**Texte d'étude**
+-------+
La parentalité des gens âgés est multiple. Il y a ceux qui gardent au coeur leur essence même, parents en dépit de tout, distribuant remontrances et conseils avisés sans faille depuis le siècle dernier. Il y a ceux qui se sont oubliés, redevenus vaguement enfants par la grâce de l’âge qui nous rapetisse. Ils se font peu à peu les enfants de ces enfants qu’ils ont créé, comme la boucle bouclée d’un noeud quelque peu trop serré au cou des enfants devenus grands. Il y a ceux qui se sont éloignés de leurs responsabilités, devenant parfois des amis, souvent des connaissances, des numéros dans un téléphone sous un nom qui a perdu ses couleurs. Il y a ceux qui sont partis, figés pour l’éternité à un âge que leurs enfants dépasseront bientôt, découvrant la page vierge d’un chapitre inconnu. Et puis il y a ceux dont seul le corps reste, dernier vestige d’une existence terrestre, et dont les enfants oublient parfois de se rappeler qu’il y a eu un avant joyeusement organisé au chaos de ce vide.

Nous oublions, à mesure que le temps passe, et redécouvrons, au hasard d’un calcul, que nous avons l’âge qu’ils avaient, que nous aurons l’âge qu’ils découvrent, qu’il y a eu un avant nous comme il y aura un après nous, pour nos enfants, et encore heureux. Parfois je voudrais figer les instants, suspendre nos discussions, faire fi du temps qui disperse tout, les rires comme la tristesse. Je voudrais être la fille de mes parents et la mère de mes enfants, pour toujours, dans une intemporalité exacerbée, où nous aurions 20 ans et puis 40 ans et puis 100 peut-être, sans égard pour l’ordre des générations et le temps qui jamais ne suspend son vol.
+-------+
**Données fournies**
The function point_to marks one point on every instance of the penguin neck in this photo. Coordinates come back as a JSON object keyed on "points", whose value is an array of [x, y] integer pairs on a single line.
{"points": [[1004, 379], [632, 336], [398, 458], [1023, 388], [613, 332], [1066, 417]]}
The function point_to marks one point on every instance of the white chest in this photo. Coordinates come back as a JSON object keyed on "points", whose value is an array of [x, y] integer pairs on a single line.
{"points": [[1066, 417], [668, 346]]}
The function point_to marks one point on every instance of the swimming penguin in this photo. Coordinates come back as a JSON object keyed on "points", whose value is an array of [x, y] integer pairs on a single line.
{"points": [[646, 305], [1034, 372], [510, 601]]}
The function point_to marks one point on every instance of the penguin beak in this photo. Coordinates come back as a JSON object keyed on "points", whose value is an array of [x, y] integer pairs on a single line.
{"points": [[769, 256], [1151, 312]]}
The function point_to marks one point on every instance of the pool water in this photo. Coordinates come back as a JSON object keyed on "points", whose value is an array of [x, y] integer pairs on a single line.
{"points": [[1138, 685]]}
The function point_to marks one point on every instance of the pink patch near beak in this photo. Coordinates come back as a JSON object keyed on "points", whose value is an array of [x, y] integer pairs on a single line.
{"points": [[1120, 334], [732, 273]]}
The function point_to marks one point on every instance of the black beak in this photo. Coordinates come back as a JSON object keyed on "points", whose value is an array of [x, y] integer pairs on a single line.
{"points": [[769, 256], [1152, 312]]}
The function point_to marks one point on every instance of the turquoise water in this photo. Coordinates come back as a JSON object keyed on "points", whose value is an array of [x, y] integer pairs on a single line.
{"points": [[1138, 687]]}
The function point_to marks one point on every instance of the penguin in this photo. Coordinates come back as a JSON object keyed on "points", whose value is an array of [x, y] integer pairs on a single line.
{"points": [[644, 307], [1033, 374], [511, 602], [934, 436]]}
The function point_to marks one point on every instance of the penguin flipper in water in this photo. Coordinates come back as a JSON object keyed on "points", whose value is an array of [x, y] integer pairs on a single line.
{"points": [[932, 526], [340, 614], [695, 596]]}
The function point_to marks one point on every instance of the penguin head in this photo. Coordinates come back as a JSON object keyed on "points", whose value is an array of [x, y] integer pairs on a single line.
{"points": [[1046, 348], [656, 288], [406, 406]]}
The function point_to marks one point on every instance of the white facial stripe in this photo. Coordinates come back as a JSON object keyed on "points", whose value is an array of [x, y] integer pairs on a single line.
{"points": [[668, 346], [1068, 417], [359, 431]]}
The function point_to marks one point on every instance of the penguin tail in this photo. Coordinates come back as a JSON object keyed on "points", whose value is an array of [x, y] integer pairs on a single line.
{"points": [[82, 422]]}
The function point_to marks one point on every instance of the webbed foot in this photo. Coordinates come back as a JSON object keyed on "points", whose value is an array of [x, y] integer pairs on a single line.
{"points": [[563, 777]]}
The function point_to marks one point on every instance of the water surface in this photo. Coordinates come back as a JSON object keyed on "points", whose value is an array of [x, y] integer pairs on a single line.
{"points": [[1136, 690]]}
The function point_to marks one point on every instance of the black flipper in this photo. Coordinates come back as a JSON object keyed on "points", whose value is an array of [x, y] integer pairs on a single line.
+-------+
**Consignes**
a: D'après le texte sur la parentalité des gens âgés, à quel âge sont figés pour l'éternité ceux qui sont partis ?
b: Mettez à jour le passage du texte sur la parentalité des gens âgés qui commence aux mots "Nous oublions, à" et s'arrête après "suspend son vol.", en y remplaçant "discussions" par "conversations".
c: Indiquez si chacune des affirmations suivantes s'accorde avec le texte sur la parentalité des gens âgés, en répondant par oui ou par non et en citant les mots décisifs du texte : (i) certains parents âgés deviennent des numéros dans un téléphone ; (ii) le texte exprime le souhait d'accélérer le temps ; (iii) le texte affirme que le temps suspend parfois son vol.

**Réponses attendues**
a: À un âge que leurs enfants dépasseront bientôt.

b:
Nous oublions, à mesure que le temps passe, et redécouvrons, au hasard d’un calcul, que nous avons l’âge qu’ils avaient, que nous aurons l’âge qu’ils découvrent, qu’il y a eu un avant nous comme il y aura un après nous, pour nos enfants, et encore heureux. Parfois je voudrais figer les instants, suspendre nos conversations, faire fi du temps qui disperse tout, les rires comme la tristesse. Je voudrais être la fille de mes parents et la mère de mes enfants, pour toujours, dans une intemporalité exacerbée, où nous aurions 20 ans et puis 40 ans et puis 100 peut-être, sans égard pour l’ordre des générations et le temps qui jamais ne suspend son vol.

c:
(i) Oui : « des numéros dans un téléphone sous un nom qui a perdu ses couleurs ».
(ii) Non : « Parfois je voudrais figer les instants ».
(iii) Non : « le temps qui jamais ne suspend son vol ».